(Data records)
◆ ◆ ◆
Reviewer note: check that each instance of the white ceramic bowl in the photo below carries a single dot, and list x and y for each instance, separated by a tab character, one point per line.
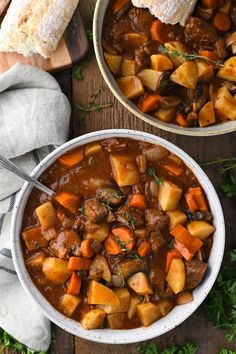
223	128
178	314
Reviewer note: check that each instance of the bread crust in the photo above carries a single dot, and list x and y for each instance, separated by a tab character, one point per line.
3	5
33	26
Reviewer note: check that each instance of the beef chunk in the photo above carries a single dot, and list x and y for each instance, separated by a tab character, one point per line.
141	20
233	14
128	215
109	195
156	220
157	241
65	243
200	34
195	271
220	48
205	13
142	58
94	210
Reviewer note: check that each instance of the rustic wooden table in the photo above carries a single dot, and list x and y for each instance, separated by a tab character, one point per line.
197	327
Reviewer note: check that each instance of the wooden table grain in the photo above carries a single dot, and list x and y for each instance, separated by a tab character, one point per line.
197	327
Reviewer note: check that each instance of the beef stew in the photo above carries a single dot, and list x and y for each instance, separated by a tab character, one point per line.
179	75
126	238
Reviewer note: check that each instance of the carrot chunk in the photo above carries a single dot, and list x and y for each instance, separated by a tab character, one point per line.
183	251
86	248
158	31
69	201
199	198
144	249
149	103
182	235
111	245
74	284
125	235
181	120
222	21
77	263
173	254
175	170
138	201
191	202
72	158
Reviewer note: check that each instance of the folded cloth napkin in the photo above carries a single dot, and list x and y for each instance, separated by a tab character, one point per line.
34	118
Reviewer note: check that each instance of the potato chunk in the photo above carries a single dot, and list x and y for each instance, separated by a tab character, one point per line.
124	297
131	86
176	275
69	304
99	234
160	62
228	71
176	217
169	195
205	71
99	294
134	301
113	62
34	239
124	169
206	116
116	320
56	270
46	215
150	78
148	313
128	67
100	263
93	319
140	284
186	75
225	103
200	229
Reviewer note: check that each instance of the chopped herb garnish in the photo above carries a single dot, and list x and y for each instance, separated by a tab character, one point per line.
227	168
189	56
92	105
220	304
77	73
8	342
130	220
151	348
151	172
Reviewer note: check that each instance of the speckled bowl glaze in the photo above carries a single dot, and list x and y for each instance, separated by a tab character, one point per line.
178	314
218	129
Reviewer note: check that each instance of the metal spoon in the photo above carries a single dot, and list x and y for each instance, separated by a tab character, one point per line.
10	166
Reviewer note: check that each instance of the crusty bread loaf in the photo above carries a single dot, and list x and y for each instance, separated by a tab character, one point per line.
35	26
168	11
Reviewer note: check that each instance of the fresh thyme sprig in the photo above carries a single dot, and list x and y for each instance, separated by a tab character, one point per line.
130	220
220	305
227	168
8	342
152	172
189	56
92	105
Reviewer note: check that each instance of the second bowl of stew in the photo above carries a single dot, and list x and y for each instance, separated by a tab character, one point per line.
131	243
180	79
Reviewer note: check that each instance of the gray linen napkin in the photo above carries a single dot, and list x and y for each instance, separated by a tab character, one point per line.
34	117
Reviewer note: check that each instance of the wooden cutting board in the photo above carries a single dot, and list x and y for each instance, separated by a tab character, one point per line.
71	49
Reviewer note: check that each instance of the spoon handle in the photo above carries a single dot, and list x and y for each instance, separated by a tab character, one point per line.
10	166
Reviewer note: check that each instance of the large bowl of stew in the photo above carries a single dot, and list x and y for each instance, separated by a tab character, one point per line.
180	79
130	245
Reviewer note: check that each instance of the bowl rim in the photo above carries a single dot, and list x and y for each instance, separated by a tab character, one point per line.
218	129
176	316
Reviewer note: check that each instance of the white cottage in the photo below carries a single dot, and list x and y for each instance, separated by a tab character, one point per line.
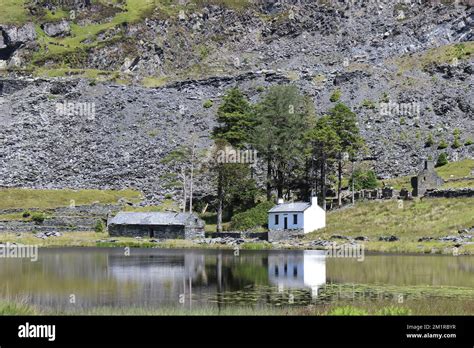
298	216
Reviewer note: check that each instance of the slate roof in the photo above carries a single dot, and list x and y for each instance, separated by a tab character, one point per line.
152	218
290	207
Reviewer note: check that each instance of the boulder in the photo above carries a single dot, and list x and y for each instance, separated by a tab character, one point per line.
54	29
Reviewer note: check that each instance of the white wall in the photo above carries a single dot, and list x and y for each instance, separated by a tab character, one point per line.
281	221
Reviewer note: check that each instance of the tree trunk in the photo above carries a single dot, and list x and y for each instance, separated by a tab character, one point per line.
339	182
323	183
183	174
191	180
220	199
269	178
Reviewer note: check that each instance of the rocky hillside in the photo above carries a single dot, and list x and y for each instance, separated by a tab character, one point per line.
147	69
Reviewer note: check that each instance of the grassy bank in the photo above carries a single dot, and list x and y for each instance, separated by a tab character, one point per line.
382	308
93	239
408	221
451	171
19	198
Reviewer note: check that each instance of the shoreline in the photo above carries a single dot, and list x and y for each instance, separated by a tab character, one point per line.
101	240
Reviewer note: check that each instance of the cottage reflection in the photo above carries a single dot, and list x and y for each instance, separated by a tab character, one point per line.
298	269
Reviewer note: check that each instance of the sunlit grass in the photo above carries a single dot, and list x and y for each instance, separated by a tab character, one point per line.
434	217
18	198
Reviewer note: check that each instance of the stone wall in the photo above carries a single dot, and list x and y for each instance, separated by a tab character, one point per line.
146	231
239	234
194	232
276	235
451	193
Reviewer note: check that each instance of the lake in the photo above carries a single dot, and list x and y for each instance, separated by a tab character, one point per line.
66	279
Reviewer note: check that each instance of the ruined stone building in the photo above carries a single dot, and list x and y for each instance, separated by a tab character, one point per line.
◆ ◆ ◆
Task goal: Write out the whole listing exactly, and drop the pictures.

Exercise output:
Reviewer note: check that each instance of the white ceramic bowl in the photo below carries a single dot, and list x and y for each instance, separated by a tab character, one point per line.
223	128
178	314
Reviewer note: check that each instance of the bread crust in the photo above carries a single dot, and list x and y for each instance, separated by a tab character, one point per line.
3	5
33	26
Reviewer note: check that each instance of the beef chunk in the photo above carries a single dot, and list x and y for each instance, separated by a tab character, one point per line.
141	20
233	14
128	215
109	195
156	220
157	241
65	243
200	34
195	271
220	48
205	13
142	58
94	210
Reviewer note: check that each instance of the rustic wooden table in the photo above carries a single dot, and list x and y for each instance, separated by a tab character, one point per line.
197	327
Reviewer note: check that each instance of the wooden table grain in the photo above carries a single dot, and list x and y for each instance, separated by a tab character, one point per line.
197	327
Reviewer note: check that each instance of the beef stew in the photo above carries a single dot, and list x and y for each instance, separated by a tab character, one point per line.
179	75
126	238
Reviewer note: check that each instance of the carrot chunk in the photo above carries a single dot, and list x and y for each instance, separated by a tab character, one point per line.
183	251
86	248
158	31
69	201
199	198
144	249
149	103
182	235
111	245
74	284
125	235
181	120
222	21
77	263
173	254
175	170
138	201
191	202
72	158
Reviewer note: check that each instance of the folded cloth napkin in the photo above carries a single dot, and list x and y for each instance, separated by a tab character, one point per line.
34	118
Reviewer note: check that each instance of the potato chunk in the photo above carries a single dot, and list x and y for each instance, separated by a tab character, one point per line.
124	297
131	86
176	275
69	304
99	234
160	62
228	71
176	217
169	195
205	71
99	294
134	301
113	62
34	239
124	169
206	116
116	320
56	270
46	215
150	78
148	313
128	67
100	263
93	319
140	284
186	75
225	103
200	229
Reviewer note: check that each instance of the chopped herb garnish in the photo above carries a single dot, and list x and y for each instance, separated by a tab character, one point per line.
227	168
189	56
92	105
220	304
77	73
8	342
130	220
151	348
151	172
Reviewer note: check that each instance of the speckled bowl glaze in the photo above carries a single dot, and list x and y for each instance, separated by a tab character, one point per line.
178	314
218	129
Reviewer note: check that each instance of the metal spoon in the photo above carries a single dot, and list x and y for each instance, separated by a tab character, one point per line.
10	166
Reviewer note: check that each instance of the crusty bread loaf in the photo above carries a single dot, and list x and y for each instance, separated by a tab character, one point per line.
35	26
168	11
Reviewer note: check that each instance of the fresh thyme sprig in the photo above carries a single dot, and list x and y for each instance, separated by a tab character, one point per line.
130	220
220	305
227	168
8	342
152	172
189	56
92	105
Reviewer note: check that each instance of the second bowl of stew in the photo above carries a single dot, and list x and y for each instance, separated by a tab character, one point per line.
131	243
180	79
Reviewer note: check that each instance of the gray linen napkin in the photo above carries a single dot, and list x and y for each instance, separated by a tab character, one point per line.
34	117
Reviewer note: check that each instance of the wooden cutting board in the photo above carries a single dot, and list x and y for each instance, separated by a tab character, one point per line.
71	49
Reviewer note: check that each instance of the spoon handle in the photo above carries a single dot, and list x and y for each instance, separated by a tab character, one point per line.
10	166
Reviewer note: check that each instance of the large bowl of stew in the photo above carries a single dot, and list x and y for each instance, separated by a tab character, one point per line.
180	79
130	245
Reviewer note: check that each instance of the bowl rim in the photo above carries a single dot, and list x and y for each instance, separated by a tab character, one point per line.
218	129
176	316
Reviewer note: check that each instance of the white cottage in the photo below carries a single dot, and list x and y for each instance, separated by a tab character, one point per line.
298	216
Reviewer note: check that each instance of the slate roof in the photo above carries a single dot, and list x and y for each instance, separated by a tab character, one point per line.
152	218
290	207
Reviewer note: check that each instance of the boulder in the photo above carries a single dot, and list x and y for each instance, separated by a tab character, one point per line.
54	29
Reviewer note: check that each instance of the white wall in the photo above carries a single dot, and list x and y for each instance, separated by a tab character, one point per line.
281	221
Reviewer note: check that each instance of the tree trunk in the photo above carries a single dot, and list x and y for each instance, separated by a tab character, one point per line.
339	182
323	183
183	174
191	180
220	199
269	178
Reviewer note: check that each instance of the rocky hillside in the photo above carries a single dot, and list x and y for each instance, separated by a tab character, one point per line.
147	69
Reviewer note: check that each instance of the grassy bank in the photo above carries a single dot, and list x and y for each instance, separated by a tab character, one point per line.
382	308
93	239
408	221
451	171
19	198
Reviewer note: check that each instance of the shoreline in the photo above carries a single dot, and list x and y for each instance, separated by a tab character, one point per line.
101	240
Reviewer note: check that each instance of the cottage reflection in the photo above carries a single dot, and list x and y for each instance, separated by a tab character, one point per line.
298	269
Reviewer note: check that each instance of the sunlit grass in the photo above carries a single dot, and list x and y for each instance, separated by a tab character, one point per line.
434	217
18	198
Reviewer note: check that each instance of the stone wall in the photo above carries a single dot, and list x and y for each instance, separated by a tab character, one point per line.
146	231
239	234
194	232
276	235
451	193
Reviewer note: check that each instance of the lake in the photo above carries a single dot, and list x and y for each instance, separated by a tab character, one point per line.
66	279
Reviewer note: check that each instance of the ruined stone building in the photo above carries a single dot, and list x and y for each instance, separated by a tab character, one point per line.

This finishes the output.